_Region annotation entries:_

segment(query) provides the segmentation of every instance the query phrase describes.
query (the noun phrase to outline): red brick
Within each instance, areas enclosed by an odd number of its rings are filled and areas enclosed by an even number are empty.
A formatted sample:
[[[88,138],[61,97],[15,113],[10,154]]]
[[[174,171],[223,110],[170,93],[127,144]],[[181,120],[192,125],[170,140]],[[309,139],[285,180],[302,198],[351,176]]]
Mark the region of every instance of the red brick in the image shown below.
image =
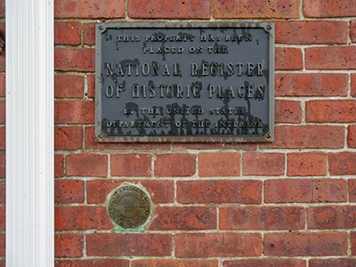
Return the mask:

_Given task:_ Reproduce the listing above word for word, leaving out the pictures.

_Finished answer:_
segment(query) provides the segmentation of every instance the query phrase describes.
query (the noun phrase to outline): red brick
Within each instance, areas enclosed by an odd number of its rings are filled and areas enclosed by an even number are empty.
A formatted sample:
[[[88,138],[61,97],[15,113],[10,154]]]
[[[174,171],[223,110],[170,93],[127,144]],[[181,120],[192,125],[170,140]],[[309,139],[285,180],[302,198],[351,176]]]
Mark the region of every instance of the red brick in the image shown below.
image =
Return the mask:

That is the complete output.